- [RECORDED INFORMATION]
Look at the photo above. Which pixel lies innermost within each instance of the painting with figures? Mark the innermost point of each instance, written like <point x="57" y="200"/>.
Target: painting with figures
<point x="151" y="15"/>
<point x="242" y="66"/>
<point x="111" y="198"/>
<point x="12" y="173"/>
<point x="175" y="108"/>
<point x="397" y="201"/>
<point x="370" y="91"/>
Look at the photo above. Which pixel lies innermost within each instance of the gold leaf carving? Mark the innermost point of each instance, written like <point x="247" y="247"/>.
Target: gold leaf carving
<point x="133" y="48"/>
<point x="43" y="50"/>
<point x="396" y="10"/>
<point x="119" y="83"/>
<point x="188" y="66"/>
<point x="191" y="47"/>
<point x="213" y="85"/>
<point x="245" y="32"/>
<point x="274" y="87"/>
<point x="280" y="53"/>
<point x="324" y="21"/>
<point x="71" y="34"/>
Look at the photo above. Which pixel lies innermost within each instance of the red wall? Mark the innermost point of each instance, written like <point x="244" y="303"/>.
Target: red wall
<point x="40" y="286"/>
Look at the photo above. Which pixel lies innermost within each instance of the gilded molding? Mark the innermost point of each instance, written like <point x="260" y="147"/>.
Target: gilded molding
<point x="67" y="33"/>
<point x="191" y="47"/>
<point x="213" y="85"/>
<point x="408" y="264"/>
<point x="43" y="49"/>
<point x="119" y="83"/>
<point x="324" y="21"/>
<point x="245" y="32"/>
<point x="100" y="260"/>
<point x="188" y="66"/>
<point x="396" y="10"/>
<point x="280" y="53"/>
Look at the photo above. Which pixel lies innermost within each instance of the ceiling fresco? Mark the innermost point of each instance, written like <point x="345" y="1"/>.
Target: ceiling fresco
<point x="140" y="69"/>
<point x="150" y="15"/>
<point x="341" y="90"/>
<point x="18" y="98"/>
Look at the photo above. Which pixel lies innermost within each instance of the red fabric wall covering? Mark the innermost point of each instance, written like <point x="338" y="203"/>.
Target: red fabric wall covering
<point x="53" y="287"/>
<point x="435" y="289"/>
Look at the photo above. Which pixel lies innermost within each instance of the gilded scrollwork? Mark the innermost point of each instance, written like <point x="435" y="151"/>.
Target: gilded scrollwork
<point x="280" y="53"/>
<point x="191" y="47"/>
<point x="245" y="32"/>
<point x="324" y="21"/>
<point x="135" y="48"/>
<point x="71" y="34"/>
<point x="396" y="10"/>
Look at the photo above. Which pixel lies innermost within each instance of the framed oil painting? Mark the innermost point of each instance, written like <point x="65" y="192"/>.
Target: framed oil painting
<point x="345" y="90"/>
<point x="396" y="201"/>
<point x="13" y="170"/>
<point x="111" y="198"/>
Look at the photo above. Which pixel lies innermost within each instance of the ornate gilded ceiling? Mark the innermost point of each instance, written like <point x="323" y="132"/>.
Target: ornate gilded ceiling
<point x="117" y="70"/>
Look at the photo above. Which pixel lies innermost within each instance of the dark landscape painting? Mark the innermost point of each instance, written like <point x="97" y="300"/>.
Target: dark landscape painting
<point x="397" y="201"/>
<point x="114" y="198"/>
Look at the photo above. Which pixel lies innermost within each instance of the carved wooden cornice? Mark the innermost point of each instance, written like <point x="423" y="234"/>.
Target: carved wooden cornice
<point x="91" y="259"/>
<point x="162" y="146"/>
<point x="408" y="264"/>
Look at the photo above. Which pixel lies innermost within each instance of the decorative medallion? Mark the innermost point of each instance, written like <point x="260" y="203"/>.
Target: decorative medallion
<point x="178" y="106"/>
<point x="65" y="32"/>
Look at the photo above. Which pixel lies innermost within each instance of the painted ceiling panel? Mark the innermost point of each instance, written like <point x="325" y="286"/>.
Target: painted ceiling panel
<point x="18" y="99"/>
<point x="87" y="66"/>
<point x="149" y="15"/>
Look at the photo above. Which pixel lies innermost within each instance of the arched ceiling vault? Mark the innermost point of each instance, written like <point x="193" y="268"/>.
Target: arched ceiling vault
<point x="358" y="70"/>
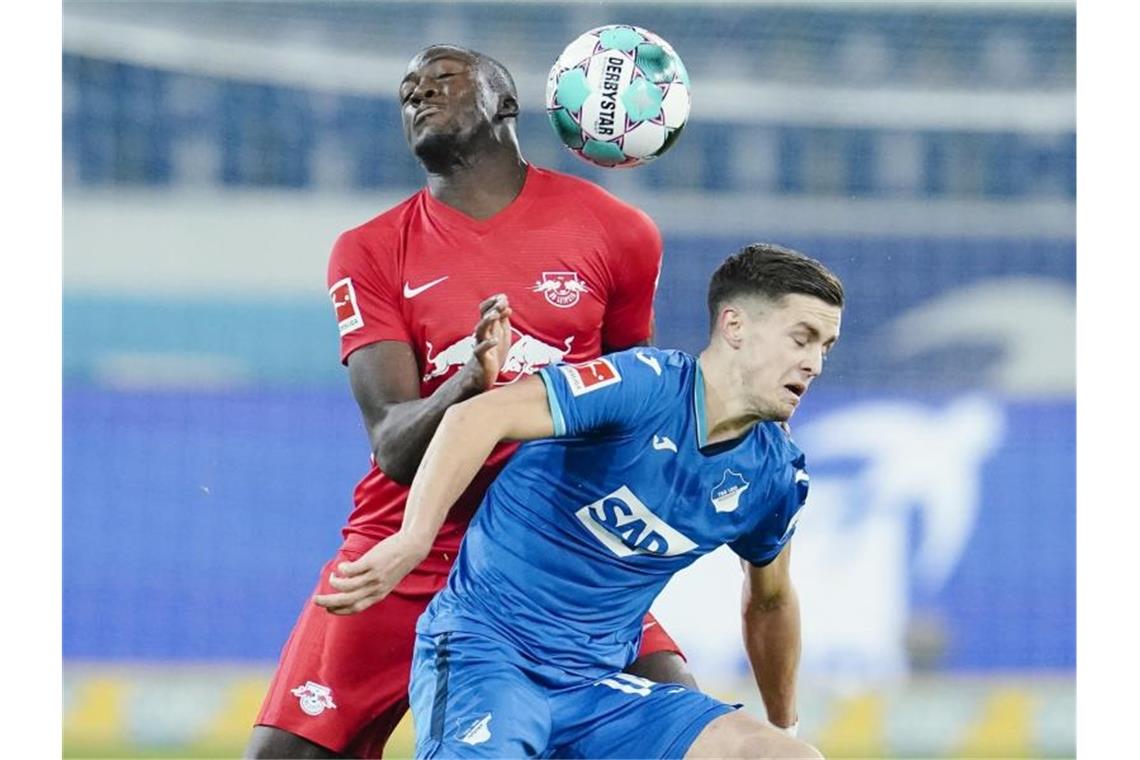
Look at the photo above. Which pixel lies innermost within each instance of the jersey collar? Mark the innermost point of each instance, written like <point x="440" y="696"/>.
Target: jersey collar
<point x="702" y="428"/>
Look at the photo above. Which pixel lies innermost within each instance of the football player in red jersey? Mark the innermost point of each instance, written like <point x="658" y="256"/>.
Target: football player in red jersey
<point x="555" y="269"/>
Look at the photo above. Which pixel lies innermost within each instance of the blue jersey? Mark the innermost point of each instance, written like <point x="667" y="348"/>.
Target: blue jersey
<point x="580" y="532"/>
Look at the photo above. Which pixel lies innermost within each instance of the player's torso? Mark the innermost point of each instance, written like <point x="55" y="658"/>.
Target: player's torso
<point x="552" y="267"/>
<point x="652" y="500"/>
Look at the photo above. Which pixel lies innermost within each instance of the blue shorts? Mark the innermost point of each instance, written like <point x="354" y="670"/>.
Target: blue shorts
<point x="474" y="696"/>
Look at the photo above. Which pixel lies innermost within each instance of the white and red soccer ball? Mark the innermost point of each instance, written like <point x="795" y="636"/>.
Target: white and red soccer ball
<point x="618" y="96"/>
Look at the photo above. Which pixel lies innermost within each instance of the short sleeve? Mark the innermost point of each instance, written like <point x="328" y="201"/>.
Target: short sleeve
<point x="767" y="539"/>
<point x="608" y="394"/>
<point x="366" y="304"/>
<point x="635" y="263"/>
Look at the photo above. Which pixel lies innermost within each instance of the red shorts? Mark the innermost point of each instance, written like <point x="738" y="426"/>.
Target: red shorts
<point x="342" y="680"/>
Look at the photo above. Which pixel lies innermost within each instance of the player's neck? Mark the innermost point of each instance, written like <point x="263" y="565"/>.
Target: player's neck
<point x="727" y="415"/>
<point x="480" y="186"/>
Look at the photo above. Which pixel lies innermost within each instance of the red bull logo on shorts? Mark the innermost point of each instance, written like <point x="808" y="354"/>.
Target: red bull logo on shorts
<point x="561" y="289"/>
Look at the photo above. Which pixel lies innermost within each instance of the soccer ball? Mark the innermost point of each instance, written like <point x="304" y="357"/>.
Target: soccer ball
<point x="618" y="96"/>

- [THE PROBLEM] Copy the entries exactly. Leave out the images.

- [COMPLETE RESPONSE]
Look at the photo above. Which pixel lies innermost within each instance of the painting with figures? Mark the innermost point of each instance, written like <point x="57" y="200"/>.
Target: painting with figures
<point x="151" y="15"/>
<point x="242" y="66"/>
<point x="111" y="198"/>
<point x="12" y="173"/>
<point x="175" y="108"/>
<point x="397" y="201"/>
<point x="370" y="91"/>
Look at the photo above. Which pixel lies innermost within each instance of the gold leaf carving? Mark the innermost point of each instance, written like <point x="247" y="247"/>.
Target: gold leaf carving
<point x="133" y="48"/>
<point x="43" y="50"/>
<point x="396" y="10"/>
<point x="119" y="83"/>
<point x="188" y="66"/>
<point x="191" y="47"/>
<point x="213" y="85"/>
<point x="245" y="32"/>
<point x="274" y="87"/>
<point x="280" y="53"/>
<point x="324" y="21"/>
<point x="71" y="34"/>
Look at the photo above. Which pixel lies innermost within each instance of the red wall? Mark the innermost point of each instance, written like <point x="244" y="303"/>.
Target: red wall
<point x="40" y="286"/>
Look at the photo above. Which pixel lies innermost within each instance of the gilded molding? Mark the innermost point of each instance, written like <point x="260" y="147"/>.
Target: gilded molding
<point x="67" y="33"/>
<point x="191" y="47"/>
<point x="213" y="85"/>
<point x="408" y="264"/>
<point x="43" y="49"/>
<point x="119" y="83"/>
<point x="324" y="21"/>
<point x="245" y="32"/>
<point x="100" y="260"/>
<point x="188" y="66"/>
<point x="396" y="10"/>
<point x="280" y="53"/>
Look at the photo above. Which pixel lies innermost within each instance of the ceiling fresco? Mark the innermost point of each instance, written like <point x="345" y="1"/>.
Target: ceiling fresco
<point x="140" y="69"/>
<point x="150" y="15"/>
<point x="341" y="90"/>
<point x="18" y="98"/>
Look at the photo above. Which pixel lies innermost within each instance of the red fabric wall covering? Mark the innermost point of each instance, written like <point x="338" y="203"/>.
Target: red fabric wall covering
<point x="53" y="287"/>
<point x="435" y="289"/>
Look at the photo above. Which pixel lies innermost within each instance of the gilded scrollwork? Mark the innermost point of each instance, written like <point x="435" y="151"/>.
Target: gilded scrollwork
<point x="280" y="53"/>
<point x="191" y="47"/>
<point x="245" y="32"/>
<point x="324" y="21"/>
<point x="135" y="48"/>
<point x="71" y="34"/>
<point x="396" y="10"/>
Look at the photo above. Which pixel lies innermost within each instance of the framed oil painting? Mark the innermost point of each instance, written like <point x="65" y="192"/>.
Target: framed oil painting
<point x="345" y="90"/>
<point x="396" y="201"/>
<point x="13" y="170"/>
<point x="111" y="198"/>
Look at the photo above. Which pixel lies innermost within each instance of the ornate gilded ceiling? Mark the innermost point of each instance, written like <point x="323" y="132"/>.
Target: ornate gilded ceiling
<point x="117" y="70"/>
Look at the photo above. Which pixel lies innermost within each instance of the dark landscape painting? Mark the innermost point of each instance, written like <point x="97" y="300"/>.
Target: dark landscape painting
<point x="397" y="201"/>
<point x="114" y="198"/>
Look at the photo above. Which pixel lies innermost within each instance of the carved wooden cornice? Mark the innermost point of each instance, written like <point x="423" y="234"/>.
Target: carved wooden cornice
<point x="91" y="259"/>
<point x="162" y="146"/>
<point x="408" y="264"/>
Look at the photo above. Which pixel lies innermost within each instance of the decorative medallion? Mark the innermost point of each instance, written like <point x="260" y="203"/>.
Target: decorative medallion
<point x="178" y="106"/>
<point x="65" y="32"/>
Look at the photo above. Which pixel lies innermost within each instance of the painted ceiling panel? Mark the innermost point of each instance, written like <point x="325" y="286"/>.
Target: painted ceiling panel
<point x="18" y="99"/>
<point x="87" y="66"/>
<point x="149" y="15"/>
Look at the photo above. Which pixel lies innermost within each instance of the arched ceiling vault? Mark the innermost point of each instance, written like <point x="193" y="268"/>.
Target: arched ceiling vault
<point x="358" y="70"/>
Look at the photo above. Which pixel lies innermost within each instance of the jersey collar? Mark the innermost point of each instance, written like <point x="440" y="696"/>.
Target: jersey collar
<point x="702" y="428"/>
Look at the photo above. Which pixel lies innermost within each instance of the football player in red jersey? Mark the innermost point of each instance, written like <point x="658" y="256"/>.
Target: football player in red jersey
<point x="555" y="269"/>
Look at the photo above. Which pixel lies innermost within each instance of the blue jersey? Mark the innermost point of each instance, written like <point x="667" y="348"/>.
Target: blue jersey
<point x="580" y="532"/>
Look at the photo above. Which pixel lies innermost within each instance of the player's torso? Mark the innermost point of each instance, written like <point x="55" y="658"/>.
Target: player's torso
<point x="552" y="267"/>
<point x="652" y="500"/>
Look at the photo above. Which pixel lies innermost within each instance of the blue shorts? Mark the innermost point of each instance, written like <point x="354" y="670"/>.
Target: blue shorts
<point x="474" y="696"/>
Look at the photo above. Which pixel lies innermost within each instance of the white and red soccer ball? Mark the innermost point of each instance, written like <point x="795" y="636"/>.
Target: white and red soccer ball
<point x="618" y="96"/>
Look at the photo above. Which pixel lies innermost within each instance of the short sleeve? Mark the innermost point of each instance, written like <point x="328" y="201"/>.
Target: short sleeve
<point x="767" y="539"/>
<point x="608" y="394"/>
<point x="366" y="304"/>
<point x="635" y="263"/>
Look at the photo above. Which pixel lies innermost within each instance of the red shorts? Mark the innermost point of each instance, written like <point x="738" y="426"/>.
Target: red shorts
<point x="342" y="680"/>
Look at the photo above. Which pixel lies innermost within each instance of the player's neck? Mark the innermost point of each instance, written like <point x="263" y="565"/>.
Target: player's neck
<point x="727" y="415"/>
<point x="480" y="186"/>
Look at the photo above. Which pixel lies innermost within each instance of the red bull logo on shorts? Mark the innermost point of each instance, written like <point x="808" y="354"/>.
Target: red bull logo on shorts
<point x="561" y="289"/>
Look at the photo above. Which pixel lies innermost within each instance of the soccer ball? Mark the innermost point of each instance, written like <point x="304" y="357"/>.
Target: soccer ball
<point x="618" y="96"/>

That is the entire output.